** Begin ROWS **
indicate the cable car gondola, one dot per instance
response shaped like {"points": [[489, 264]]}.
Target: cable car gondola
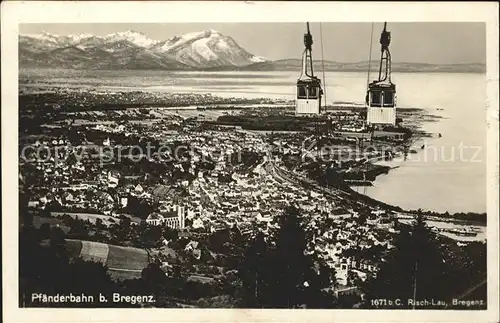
{"points": [[309, 91], [381, 94]]}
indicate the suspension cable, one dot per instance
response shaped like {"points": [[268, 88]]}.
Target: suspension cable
{"points": [[370, 59], [323, 63]]}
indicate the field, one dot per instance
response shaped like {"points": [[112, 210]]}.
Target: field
{"points": [[53, 222], [92, 217], [122, 262]]}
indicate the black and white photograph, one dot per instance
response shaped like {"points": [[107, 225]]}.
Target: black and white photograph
{"points": [[303, 164]]}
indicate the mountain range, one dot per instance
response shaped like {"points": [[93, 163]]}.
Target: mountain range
{"points": [[205, 50]]}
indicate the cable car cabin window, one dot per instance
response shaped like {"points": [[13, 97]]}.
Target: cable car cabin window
{"points": [[376, 98], [301, 92], [388, 98], [313, 93]]}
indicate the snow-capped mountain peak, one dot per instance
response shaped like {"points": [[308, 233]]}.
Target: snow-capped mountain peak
{"points": [[44, 36], [201, 49], [135, 37], [78, 37]]}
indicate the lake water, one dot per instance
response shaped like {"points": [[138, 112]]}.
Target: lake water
{"points": [[448, 175]]}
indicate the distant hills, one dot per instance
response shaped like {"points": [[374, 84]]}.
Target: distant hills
{"points": [[204, 50], [331, 66]]}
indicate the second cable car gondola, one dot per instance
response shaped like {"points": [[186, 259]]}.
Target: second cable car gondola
{"points": [[309, 91], [381, 94]]}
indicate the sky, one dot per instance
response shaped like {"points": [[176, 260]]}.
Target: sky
{"points": [[417, 42]]}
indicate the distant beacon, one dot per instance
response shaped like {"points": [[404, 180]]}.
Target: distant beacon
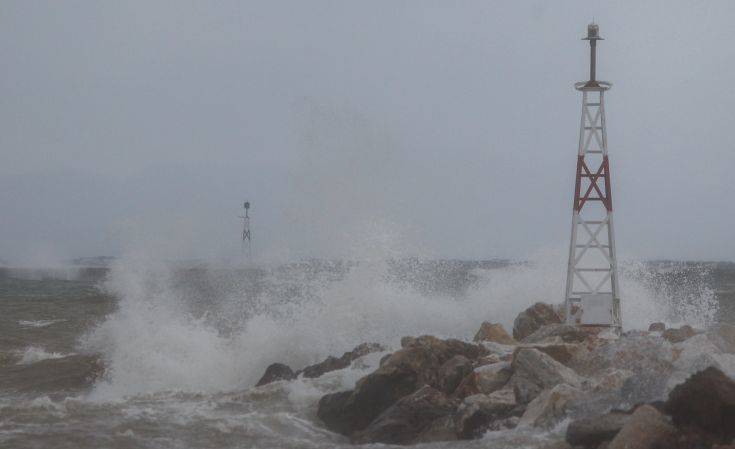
{"points": [[592, 293]]}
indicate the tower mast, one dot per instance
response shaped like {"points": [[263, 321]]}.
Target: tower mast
{"points": [[592, 294], [246, 230]]}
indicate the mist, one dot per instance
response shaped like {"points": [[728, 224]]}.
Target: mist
{"points": [[421, 128]]}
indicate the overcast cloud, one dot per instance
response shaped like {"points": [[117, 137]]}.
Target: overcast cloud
{"points": [[452, 125]]}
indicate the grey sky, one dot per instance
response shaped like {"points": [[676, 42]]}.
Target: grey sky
{"points": [[452, 125]]}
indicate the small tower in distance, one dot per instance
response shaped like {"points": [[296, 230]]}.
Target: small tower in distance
{"points": [[592, 294], [246, 229]]}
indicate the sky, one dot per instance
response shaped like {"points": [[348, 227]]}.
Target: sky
{"points": [[444, 129]]}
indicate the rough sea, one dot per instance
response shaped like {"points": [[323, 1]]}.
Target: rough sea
{"points": [[148, 354]]}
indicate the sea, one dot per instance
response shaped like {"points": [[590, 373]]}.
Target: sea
{"points": [[142, 353]]}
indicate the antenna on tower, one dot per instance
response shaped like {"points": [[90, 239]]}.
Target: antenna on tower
{"points": [[246, 241], [592, 295]]}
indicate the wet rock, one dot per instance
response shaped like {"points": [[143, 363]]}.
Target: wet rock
{"points": [[657, 327], [589, 433], [404, 372], [705, 402], [531, 319], [678, 335], [478, 412], [560, 332], [333, 410], [534, 371], [275, 372], [494, 332], [491, 378], [335, 363], [723, 336], [549, 407], [453, 371], [409, 418], [561, 352], [647, 428]]}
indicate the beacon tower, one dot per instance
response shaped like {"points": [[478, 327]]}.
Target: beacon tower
{"points": [[592, 293], [246, 229]]}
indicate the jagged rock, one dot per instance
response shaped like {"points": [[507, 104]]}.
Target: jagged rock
{"points": [[491, 378], [441, 429], [404, 372], [647, 428], [589, 433], [549, 407], [334, 412], [657, 327], [275, 372], [494, 332], [484, 379], [531, 319], [534, 371], [561, 352], [477, 412], [453, 371], [407, 419], [678, 335], [564, 332], [612, 379], [334, 363], [706, 401]]}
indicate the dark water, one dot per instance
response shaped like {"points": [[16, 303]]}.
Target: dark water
{"points": [[139, 357]]}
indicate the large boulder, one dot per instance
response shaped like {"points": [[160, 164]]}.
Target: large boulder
{"points": [[409, 418], [279, 371], [531, 319], [335, 363], [476, 413], [589, 433], [647, 428], [275, 372], [405, 371], [453, 371], [705, 402], [534, 371], [549, 407], [560, 332], [494, 332]]}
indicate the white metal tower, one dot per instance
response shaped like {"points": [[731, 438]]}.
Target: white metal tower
{"points": [[592, 292], [246, 229]]}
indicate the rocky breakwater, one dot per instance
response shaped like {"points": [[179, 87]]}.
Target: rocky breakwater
{"points": [[636, 390]]}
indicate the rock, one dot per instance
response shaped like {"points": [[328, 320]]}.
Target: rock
{"points": [[564, 332], [589, 433], [404, 372], [441, 429], [275, 372], [647, 428], [723, 336], [453, 371], [657, 327], [334, 363], [561, 352], [494, 332], [678, 335], [706, 401], [491, 378], [613, 379], [331, 411], [477, 412], [531, 319], [409, 418], [534, 371], [549, 407]]}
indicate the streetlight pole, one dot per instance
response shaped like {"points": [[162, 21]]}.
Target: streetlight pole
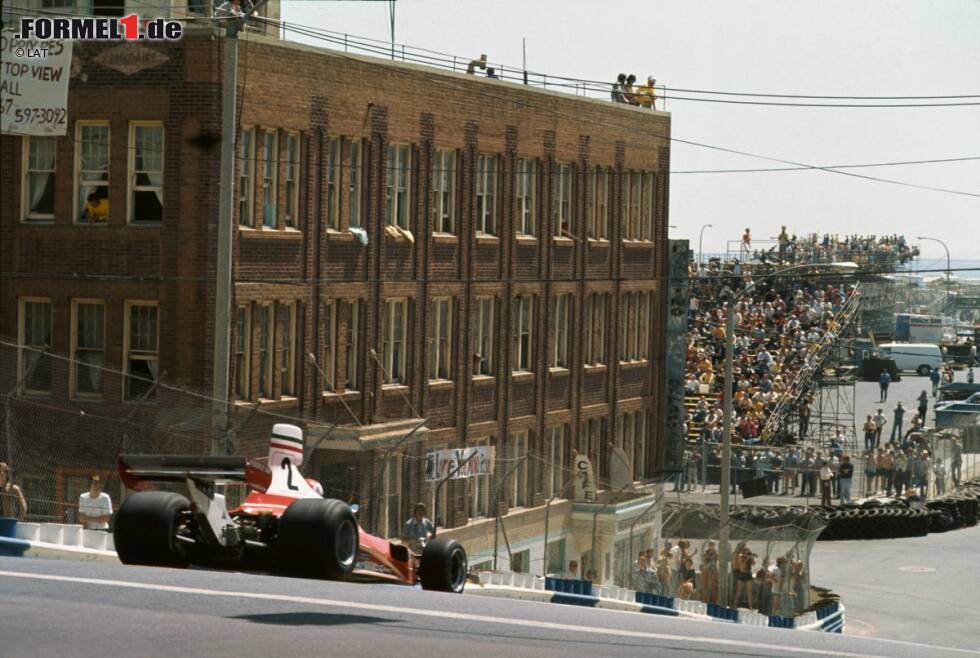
{"points": [[700, 240], [946, 300], [726, 437]]}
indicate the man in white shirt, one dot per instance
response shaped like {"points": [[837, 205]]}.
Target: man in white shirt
{"points": [[95, 507]]}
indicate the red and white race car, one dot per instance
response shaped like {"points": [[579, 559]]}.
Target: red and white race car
{"points": [[284, 524]]}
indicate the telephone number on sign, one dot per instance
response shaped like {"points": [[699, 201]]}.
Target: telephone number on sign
{"points": [[39, 115]]}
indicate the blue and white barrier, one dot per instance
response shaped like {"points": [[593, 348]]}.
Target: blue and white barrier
{"points": [[506, 584], [55, 540]]}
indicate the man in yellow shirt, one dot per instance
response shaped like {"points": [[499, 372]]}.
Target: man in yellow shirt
{"points": [[96, 209]]}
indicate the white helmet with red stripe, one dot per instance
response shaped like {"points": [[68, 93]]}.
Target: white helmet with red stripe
{"points": [[286, 443]]}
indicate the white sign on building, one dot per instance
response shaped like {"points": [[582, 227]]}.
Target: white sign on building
{"points": [[459, 463], [33, 85]]}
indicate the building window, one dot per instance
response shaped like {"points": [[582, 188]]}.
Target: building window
{"points": [[483, 348], [142, 350], [88, 348], [527, 180], [246, 173], [486, 187], [556, 452], [444, 192], [270, 175], [523, 307], [333, 183], [39, 178], [92, 173], [35, 341], [596, 310], [398, 181], [288, 367], [562, 201], [518, 461], [354, 184], [440, 339], [648, 205], [352, 314], [146, 172], [266, 313], [292, 179], [599, 210], [560, 321], [396, 324], [328, 363], [243, 341]]}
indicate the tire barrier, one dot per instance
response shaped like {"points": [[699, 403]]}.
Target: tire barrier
{"points": [[894, 518]]}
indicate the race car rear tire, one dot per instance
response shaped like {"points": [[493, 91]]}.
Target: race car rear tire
{"points": [[317, 539], [146, 527], [443, 567]]}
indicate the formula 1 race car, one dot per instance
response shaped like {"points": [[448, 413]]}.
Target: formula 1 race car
{"points": [[284, 524]]}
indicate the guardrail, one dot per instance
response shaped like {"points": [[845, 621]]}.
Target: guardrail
{"points": [[827, 618]]}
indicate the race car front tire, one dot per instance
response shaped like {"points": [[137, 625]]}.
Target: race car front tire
{"points": [[317, 539], [443, 567], [146, 527]]}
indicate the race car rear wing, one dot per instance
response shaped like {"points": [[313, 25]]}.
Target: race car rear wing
{"points": [[136, 469]]}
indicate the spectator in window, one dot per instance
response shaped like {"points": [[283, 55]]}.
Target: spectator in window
{"points": [[646, 95], [418, 529], [95, 506], [96, 209], [12, 502], [617, 91]]}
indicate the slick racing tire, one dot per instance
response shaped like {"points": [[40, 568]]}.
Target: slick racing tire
{"points": [[443, 567], [146, 528], [317, 539]]}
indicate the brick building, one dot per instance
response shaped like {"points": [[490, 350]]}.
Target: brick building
{"points": [[477, 259]]}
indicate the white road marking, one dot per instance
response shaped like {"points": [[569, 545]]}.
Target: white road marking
{"points": [[440, 614]]}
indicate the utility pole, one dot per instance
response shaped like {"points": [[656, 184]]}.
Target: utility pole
{"points": [[226, 205]]}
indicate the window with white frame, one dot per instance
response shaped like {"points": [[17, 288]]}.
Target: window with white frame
{"points": [[522, 309], [444, 191], [328, 361], [243, 342], [292, 179], [525, 191], [486, 190], [519, 443], [557, 454], [270, 176], [599, 208], [648, 206], [39, 178], [334, 154], [397, 185], [352, 310], [141, 358], [246, 174], [560, 314], [440, 338], [287, 368], [596, 319], [87, 347], [146, 172], [354, 183], [92, 173], [483, 338], [396, 324], [34, 336], [561, 197], [266, 319]]}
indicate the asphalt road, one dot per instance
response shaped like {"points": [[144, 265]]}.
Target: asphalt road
{"points": [[58, 609]]}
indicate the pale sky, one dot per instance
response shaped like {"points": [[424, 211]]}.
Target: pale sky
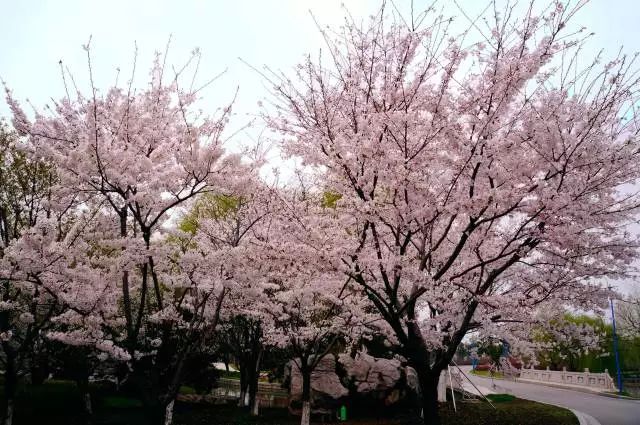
{"points": [[36, 34]]}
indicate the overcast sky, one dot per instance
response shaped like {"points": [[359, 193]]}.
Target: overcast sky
{"points": [[36, 34]]}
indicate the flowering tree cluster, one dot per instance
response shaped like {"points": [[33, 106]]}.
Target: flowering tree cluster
{"points": [[459, 187]]}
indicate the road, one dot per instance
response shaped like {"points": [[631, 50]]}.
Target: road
{"points": [[607, 410]]}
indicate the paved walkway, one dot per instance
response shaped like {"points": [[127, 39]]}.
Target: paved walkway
{"points": [[591, 408]]}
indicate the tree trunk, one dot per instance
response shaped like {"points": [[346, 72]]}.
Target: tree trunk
{"points": [[83, 386], [161, 413], [10, 386], [306, 396], [254, 378], [429, 396], [243, 386]]}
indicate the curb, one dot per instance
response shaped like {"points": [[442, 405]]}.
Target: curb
{"points": [[585, 419]]}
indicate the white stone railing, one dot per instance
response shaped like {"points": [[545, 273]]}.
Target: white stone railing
{"points": [[596, 381]]}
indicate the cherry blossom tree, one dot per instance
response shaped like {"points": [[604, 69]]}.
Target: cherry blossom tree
{"points": [[307, 300], [479, 180], [128, 160], [26, 312]]}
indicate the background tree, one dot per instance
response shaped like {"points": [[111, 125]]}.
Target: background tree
{"points": [[26, 312]]}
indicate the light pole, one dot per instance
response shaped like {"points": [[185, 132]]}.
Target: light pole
{"points": [[615, 347]]}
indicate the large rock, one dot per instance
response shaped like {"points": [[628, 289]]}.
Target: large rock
{"points": [[363, 382], [325, 383], [371, 374]]}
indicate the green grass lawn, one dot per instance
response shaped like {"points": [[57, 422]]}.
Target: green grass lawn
{"points": [[487, 374], [59, 403]]}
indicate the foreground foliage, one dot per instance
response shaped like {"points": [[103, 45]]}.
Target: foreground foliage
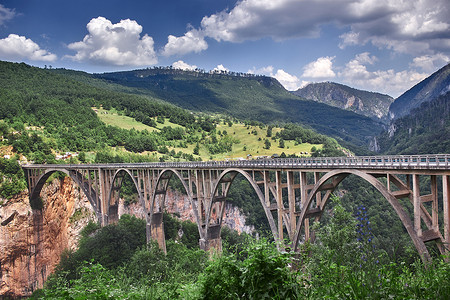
{"points": [[343, 264]]}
** End ROWS **
PROBLEM:
Repeat only the lines from the one with "indicate the curb, one dot per instance" through the end of the data, both included and exactly as written. Pictures stay out of the copy.

SOLUTION TO THIS EXERCISE:
indicate the curb, one dot per instance
response shaped like {"points": [[442, 405]]}.
Target: curb
{"points": [[585, 419]]}
indicate the white stone railing, one dot per instance
response shaped like {"points": [[545, 273]]}.
Target: white stone railing
{"points": [[596, 381]]}
indicate the cherry blossom tree, one dot per instance
response shaped like {"points": [[604, 69]]}.
Target: cherry blossom tree
{"points": [[307, 300], [479, 180], [128, 160], [26, 312]]}
indicate the background tree, one dot per instance
response shaped like {"points": [[111, 125]]}.
Target: background tree
{"points": [[26, 312]]}
indicate the light pole, one dot per instance
response shaped like {"points": [[185, 132]]}.
Target: light pole
{"points": [[615, 347]]}
indicate the large rock, one dot per instance
response shaped like {"points": [[628, 289]]}.
Target: large rock
{"points": [[363, 382], [325, 383], [371, 374]]}
indicate the green grass lawn, one dot per instance
response shaped like {"points": [[57, 422]]}.
Target: green grass lawn
{"points": [[487, 374], [59, 403]]}
indicate the foreground foliage, one dot per instance
response shaped like {"points": [[103, 45]]}.
Target: foreground foliage
{"points": [[343, 264]]}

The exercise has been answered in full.